SET TASK:
From the line with "Place a pin on every instance of the dark" to the final line of the records, reproduce every line exactly and only those lines.
# START OF ENTRIES SUPPLIED
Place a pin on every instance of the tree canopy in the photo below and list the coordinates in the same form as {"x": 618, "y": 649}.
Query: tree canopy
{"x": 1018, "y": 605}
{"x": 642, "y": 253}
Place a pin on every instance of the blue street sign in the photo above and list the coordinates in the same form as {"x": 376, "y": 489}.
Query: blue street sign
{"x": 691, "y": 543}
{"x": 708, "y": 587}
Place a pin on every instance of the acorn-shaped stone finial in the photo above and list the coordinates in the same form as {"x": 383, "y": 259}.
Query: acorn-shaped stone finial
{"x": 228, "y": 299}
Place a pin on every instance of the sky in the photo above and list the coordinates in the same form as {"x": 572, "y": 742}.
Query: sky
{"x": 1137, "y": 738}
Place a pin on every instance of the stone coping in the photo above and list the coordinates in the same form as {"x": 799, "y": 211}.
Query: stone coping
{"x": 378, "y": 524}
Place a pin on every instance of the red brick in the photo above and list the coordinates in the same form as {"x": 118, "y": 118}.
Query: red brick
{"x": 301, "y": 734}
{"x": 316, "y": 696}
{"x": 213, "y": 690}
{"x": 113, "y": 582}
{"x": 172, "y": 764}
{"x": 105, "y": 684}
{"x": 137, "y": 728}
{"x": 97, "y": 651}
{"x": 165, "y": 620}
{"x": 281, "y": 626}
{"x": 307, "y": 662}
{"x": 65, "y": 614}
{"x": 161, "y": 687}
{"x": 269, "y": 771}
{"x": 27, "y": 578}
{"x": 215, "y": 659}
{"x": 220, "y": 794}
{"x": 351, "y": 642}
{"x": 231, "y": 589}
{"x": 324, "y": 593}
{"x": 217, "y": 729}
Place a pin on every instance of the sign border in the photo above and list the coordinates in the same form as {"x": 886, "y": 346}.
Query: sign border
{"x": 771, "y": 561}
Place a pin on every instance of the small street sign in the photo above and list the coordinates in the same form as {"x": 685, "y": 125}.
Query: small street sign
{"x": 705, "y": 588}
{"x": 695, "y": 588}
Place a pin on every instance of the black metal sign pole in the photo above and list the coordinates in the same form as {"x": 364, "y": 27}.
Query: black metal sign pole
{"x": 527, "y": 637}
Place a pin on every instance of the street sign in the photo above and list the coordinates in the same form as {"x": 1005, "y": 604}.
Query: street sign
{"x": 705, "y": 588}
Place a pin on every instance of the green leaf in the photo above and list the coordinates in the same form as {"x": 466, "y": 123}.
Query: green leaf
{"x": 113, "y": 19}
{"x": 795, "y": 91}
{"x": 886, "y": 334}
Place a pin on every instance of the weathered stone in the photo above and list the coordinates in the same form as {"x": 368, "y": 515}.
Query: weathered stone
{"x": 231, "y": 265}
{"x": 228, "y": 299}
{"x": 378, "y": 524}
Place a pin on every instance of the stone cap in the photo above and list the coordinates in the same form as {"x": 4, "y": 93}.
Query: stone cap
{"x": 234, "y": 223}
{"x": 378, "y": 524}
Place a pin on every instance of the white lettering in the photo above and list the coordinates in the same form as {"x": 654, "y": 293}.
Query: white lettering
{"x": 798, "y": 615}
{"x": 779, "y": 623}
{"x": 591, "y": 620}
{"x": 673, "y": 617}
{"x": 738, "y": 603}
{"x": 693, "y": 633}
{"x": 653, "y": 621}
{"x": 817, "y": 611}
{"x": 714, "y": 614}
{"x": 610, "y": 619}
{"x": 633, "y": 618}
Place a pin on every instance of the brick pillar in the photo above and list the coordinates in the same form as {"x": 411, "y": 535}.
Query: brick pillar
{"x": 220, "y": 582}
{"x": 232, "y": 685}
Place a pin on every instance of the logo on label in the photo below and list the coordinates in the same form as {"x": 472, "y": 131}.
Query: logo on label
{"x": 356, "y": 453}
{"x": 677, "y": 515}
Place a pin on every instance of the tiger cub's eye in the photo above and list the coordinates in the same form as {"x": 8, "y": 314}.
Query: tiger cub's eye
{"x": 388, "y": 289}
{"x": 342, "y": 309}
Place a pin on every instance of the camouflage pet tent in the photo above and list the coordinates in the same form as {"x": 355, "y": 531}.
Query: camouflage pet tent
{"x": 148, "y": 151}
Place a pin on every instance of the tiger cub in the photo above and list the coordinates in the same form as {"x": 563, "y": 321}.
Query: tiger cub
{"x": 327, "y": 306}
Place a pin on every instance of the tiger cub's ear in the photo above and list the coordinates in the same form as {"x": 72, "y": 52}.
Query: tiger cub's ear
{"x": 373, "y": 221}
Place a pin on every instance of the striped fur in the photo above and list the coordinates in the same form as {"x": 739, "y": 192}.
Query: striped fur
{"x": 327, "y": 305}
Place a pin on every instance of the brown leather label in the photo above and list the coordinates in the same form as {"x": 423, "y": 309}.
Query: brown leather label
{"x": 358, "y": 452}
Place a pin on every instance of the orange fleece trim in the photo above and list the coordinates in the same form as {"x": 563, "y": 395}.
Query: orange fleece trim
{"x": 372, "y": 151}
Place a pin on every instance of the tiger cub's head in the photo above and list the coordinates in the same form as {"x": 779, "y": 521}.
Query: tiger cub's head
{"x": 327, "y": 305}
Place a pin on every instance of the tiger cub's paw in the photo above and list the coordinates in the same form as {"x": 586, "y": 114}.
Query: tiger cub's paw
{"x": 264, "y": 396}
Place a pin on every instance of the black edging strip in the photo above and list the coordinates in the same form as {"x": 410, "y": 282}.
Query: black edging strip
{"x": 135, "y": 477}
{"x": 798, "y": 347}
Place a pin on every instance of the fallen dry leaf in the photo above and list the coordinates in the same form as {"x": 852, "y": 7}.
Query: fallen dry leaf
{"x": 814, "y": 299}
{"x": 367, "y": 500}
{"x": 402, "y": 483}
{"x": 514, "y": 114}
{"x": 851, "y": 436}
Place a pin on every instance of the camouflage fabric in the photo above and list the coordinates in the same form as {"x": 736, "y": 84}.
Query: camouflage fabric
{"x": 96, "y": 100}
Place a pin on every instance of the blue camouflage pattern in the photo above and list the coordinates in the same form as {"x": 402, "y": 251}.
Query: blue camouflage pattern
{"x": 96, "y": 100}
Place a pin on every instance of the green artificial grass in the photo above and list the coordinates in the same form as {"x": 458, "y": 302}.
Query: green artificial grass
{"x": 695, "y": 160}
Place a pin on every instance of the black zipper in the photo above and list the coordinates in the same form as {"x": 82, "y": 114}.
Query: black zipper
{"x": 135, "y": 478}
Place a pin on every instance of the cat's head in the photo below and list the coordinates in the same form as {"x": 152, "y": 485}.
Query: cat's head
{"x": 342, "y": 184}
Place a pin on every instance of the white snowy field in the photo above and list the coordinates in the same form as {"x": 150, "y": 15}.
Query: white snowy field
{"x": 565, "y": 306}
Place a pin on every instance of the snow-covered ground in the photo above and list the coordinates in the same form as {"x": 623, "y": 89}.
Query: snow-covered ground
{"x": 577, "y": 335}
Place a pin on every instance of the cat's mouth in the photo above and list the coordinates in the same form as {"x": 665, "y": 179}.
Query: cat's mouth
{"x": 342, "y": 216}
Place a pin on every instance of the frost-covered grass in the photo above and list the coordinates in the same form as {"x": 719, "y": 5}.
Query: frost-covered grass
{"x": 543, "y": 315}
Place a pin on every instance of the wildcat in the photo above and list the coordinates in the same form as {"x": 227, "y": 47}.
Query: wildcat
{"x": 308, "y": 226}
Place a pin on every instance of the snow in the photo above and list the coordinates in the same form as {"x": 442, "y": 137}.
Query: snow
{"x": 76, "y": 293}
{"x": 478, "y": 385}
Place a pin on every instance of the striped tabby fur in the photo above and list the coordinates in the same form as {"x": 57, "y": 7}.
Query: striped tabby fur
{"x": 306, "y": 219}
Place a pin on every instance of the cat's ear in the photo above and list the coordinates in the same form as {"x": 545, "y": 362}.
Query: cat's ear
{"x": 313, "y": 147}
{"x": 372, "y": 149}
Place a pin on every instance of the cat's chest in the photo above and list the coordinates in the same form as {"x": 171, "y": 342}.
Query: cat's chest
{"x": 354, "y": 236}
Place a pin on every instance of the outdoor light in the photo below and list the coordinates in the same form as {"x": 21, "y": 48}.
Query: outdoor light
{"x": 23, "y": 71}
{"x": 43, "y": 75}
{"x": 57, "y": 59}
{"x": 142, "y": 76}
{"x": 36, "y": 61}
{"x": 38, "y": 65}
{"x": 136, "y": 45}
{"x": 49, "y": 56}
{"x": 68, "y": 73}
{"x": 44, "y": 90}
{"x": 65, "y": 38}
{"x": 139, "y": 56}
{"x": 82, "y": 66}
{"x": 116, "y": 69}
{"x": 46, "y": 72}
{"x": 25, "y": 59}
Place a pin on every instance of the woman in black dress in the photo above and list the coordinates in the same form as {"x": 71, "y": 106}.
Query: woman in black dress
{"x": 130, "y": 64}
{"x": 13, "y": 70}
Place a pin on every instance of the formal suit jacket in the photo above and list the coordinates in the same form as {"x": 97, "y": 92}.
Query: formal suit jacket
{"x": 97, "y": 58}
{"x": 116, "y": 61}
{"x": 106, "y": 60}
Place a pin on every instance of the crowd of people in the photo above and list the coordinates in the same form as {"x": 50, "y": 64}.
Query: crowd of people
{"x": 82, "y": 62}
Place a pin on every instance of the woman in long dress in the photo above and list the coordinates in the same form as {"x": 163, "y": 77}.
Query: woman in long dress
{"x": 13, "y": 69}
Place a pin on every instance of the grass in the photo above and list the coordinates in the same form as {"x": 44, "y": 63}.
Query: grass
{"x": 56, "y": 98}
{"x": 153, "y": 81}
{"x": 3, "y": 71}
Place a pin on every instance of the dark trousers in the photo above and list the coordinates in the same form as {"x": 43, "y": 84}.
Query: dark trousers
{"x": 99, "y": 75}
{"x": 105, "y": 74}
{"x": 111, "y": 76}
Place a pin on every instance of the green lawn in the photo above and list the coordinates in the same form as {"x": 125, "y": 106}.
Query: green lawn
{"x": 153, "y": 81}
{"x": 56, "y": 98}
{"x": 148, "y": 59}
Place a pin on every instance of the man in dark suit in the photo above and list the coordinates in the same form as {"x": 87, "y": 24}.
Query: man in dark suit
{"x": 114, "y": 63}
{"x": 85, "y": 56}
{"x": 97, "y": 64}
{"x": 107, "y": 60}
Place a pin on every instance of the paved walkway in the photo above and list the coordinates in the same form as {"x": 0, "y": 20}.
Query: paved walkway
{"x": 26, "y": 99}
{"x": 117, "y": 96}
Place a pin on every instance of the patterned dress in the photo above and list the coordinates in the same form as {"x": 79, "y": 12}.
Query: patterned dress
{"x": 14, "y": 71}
# END OF ENTRIES SUPPLIED
TASK OUTPUT:
Place a pin on every instance of the dark trousers in the photo above and list the coordinates in the same form as {"x": 43, "y": 84}.
Query: dark trousers
{"x": 99, "y": 75}
{"x": 105, "y": 74}
{"x": 111, "y": 76}
Place a pin on every instance of the green lawn in the photo above and list the coordinates in the same form as {"x": 125, "y": 106}.
Query: green lawn
{"x": 153, "y": 81}
{"x": 56, "y": 98}
{"x": 148, "y": 59}
Place a pin on every instance of the man in dark suit in the photo above and list the coordinates in the same form as {"x": 87, "y": 24}.
Query: man in dark suit
{"x": 114, "y": 63}
{"x": 85, "y": 56}
{"x": 97, "y": 64}
{"x": 107, "y": 60}
Place a pin on every instance of the paved walkway in the photo above and list the coordinates in the same form as {"x": 0, "y": 20}.
Query: paved walkway
{"x": 26, "y": 99}
{"x": 117, "y": 96}
Place a pin on every instance of the patterned dress in the photo above and list the coordinates in the same form as {"x": 79, "y": 12}.
Query: patterned dress
{"x": 14, "y": 71}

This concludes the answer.